#### Tarea por hacer:
Reproduce completo y sin ningún cambio el texto de abajo sobre las sillas de las procesiones.

#### Texto dado:
▬▬▬
No se trata de emular a Bécquer, aunque podría venir a cuento. Una vez pasadas las procesiones las sillas son pasto del olvido o, mejor dicho, de otro uso. Se cargarán en camiones y hala, a la feria de Sevilla, a un mitin político o a un concierto de rock.
Las sillas trashumantes son lo más democrático de este país. Se permiten tolerancia de toda clase de culos, sean de derechas o de izquierdas, de púberes o de jubilados, de clérigos o de sindicalistas. Una vez levantadas las oportunas posaderas el oxígeno libre se desplaza por los tejidos fibrosos de las sillas. Ellas llevan implícita en su destino una tolerancia que a veces nos falta a los ciudadanos.
¿Habría sillas en los autos de fe de Valladolid de 1559 donde la Santa Inquisición llevó a la hoguera a varios convecinos por el intolerable delito de participar de otra creencia, la luterana? Es que no puedo evitar recordar aquello (e imaginarlo) cuando veo el despliegue de gradas en la Plaza Mayor con motivo de las procesiones. Donde algunos ven cristos y vírgenes a mi se me representan los reos en sambenito y oliendo ya a chamusquina. Pero es parte también de la historia dura de mi ciudad.
▬▬▬
#### Datos proporcionados:
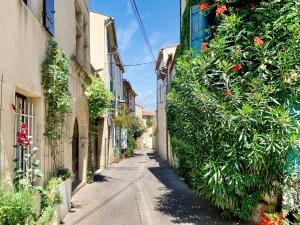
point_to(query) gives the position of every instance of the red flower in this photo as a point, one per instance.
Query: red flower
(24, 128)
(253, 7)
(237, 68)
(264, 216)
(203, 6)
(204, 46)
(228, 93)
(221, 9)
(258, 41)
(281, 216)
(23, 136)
▬▬▬
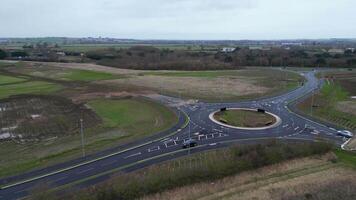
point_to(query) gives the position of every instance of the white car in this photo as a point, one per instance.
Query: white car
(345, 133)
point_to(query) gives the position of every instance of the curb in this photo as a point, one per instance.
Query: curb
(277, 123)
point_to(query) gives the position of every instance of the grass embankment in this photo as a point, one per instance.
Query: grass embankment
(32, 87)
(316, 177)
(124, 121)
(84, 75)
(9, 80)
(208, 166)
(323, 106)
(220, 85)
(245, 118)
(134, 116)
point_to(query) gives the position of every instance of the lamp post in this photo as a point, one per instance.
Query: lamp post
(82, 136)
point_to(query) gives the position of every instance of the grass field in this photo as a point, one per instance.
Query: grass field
▬▬▬
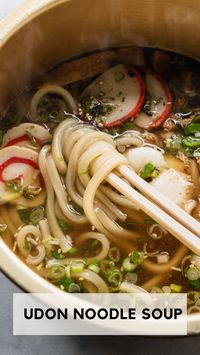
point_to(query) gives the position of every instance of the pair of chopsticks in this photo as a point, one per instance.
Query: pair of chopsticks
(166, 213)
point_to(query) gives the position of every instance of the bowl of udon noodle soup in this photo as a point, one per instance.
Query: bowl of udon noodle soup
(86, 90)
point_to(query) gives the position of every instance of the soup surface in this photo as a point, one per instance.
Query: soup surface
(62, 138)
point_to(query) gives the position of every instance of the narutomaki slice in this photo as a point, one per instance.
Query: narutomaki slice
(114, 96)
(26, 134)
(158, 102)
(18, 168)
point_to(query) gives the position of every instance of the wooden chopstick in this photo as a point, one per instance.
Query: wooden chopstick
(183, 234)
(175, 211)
▬▬▬
#### Respuesta escrita:
No se trata de emular a Bécquer, aunque podría venir a cuento. Una vez pasadas las procesiones las sillas son pasto del olvido o, mejor dicho, de otro uso. Se cargarán en camiones y hala, a la feria de Sevilla, a un mitin político o a un concierto de rock.
Las sillas trashumantes son lo más democrático de este país. Se permiten tolerancia de toda clase de culos, sean de derechas o de izquierdas, de púberes o de jubilados, de clérigos o de sindicalistas. Una vez levantadas las oportunas posaderas el oxígeno libre se desplaza por los tejidos fibrosos de las sillas. Ellas llevan implícita en su destino una tolerancia que a veces nos falta a los ciudadanos.
¿Habría sillas en los autos de fe de Valladolid de 1559 donde la Santa Inquisición llevó a la hoguera a varios convecinos por el intolerable delito de participar de otra creencia, la luterana? Es que no puedo evitar recordar aquello (e imaginarlo) cuando veo el despliegue de gradas en la Plaza Mayor con motivo de las procesiones. Donde algunos ven cristos y vírgenes a mi se me representan los reos en sambenito y oliendo ya a chamusquina. Pero es parte también de la historia dura de mi ciudad.